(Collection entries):

>>>

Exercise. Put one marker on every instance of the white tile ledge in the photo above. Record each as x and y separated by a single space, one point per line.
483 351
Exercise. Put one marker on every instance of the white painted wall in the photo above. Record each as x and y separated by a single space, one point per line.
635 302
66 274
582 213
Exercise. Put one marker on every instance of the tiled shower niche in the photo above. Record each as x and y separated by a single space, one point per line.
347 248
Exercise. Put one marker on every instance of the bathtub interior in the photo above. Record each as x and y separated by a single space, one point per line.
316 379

<<<
>>>

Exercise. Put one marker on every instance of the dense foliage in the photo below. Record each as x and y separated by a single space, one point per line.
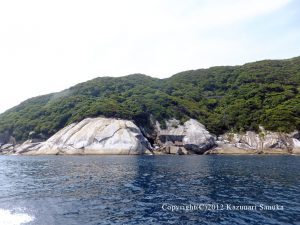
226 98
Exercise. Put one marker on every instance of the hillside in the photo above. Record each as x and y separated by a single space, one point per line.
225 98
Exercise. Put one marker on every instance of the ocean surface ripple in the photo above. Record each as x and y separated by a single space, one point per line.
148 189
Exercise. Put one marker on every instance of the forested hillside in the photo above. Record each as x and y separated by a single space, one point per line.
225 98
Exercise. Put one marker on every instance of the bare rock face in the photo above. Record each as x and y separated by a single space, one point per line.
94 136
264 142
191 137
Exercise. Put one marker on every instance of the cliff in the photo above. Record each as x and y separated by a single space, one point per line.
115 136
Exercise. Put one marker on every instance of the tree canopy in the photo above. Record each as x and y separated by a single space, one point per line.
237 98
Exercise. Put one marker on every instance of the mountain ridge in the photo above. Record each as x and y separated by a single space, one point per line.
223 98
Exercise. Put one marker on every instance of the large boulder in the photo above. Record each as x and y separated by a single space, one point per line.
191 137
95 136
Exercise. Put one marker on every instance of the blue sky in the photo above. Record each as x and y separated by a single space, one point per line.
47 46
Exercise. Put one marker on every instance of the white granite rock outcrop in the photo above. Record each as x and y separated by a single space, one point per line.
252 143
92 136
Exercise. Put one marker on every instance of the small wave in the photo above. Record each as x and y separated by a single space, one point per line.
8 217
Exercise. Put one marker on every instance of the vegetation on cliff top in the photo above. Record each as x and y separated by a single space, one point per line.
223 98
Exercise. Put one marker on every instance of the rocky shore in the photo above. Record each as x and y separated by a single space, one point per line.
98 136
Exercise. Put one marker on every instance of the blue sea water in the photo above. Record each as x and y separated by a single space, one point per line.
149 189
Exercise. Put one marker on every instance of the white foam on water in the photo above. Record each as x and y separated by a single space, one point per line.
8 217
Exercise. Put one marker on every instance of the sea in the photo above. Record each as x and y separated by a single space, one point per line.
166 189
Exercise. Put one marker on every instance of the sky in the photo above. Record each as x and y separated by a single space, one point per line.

<<<

(Given exercise): Retype everything from the line containing "Exercise. Put one marker on every instance of the sea" down through the line containing "Exercise. Put one marker on every instance of the sky", including both of those lines, without changing a character.

(Worked answer):
Exercise. Put one marker on every instance of the sea in the photo above. Record each as x and y separated by a single space, one point per line.
166 189
Exercise. Put one marker on every instance of the sky in the photo above. Record each as x and y separated by a single space, one point per line.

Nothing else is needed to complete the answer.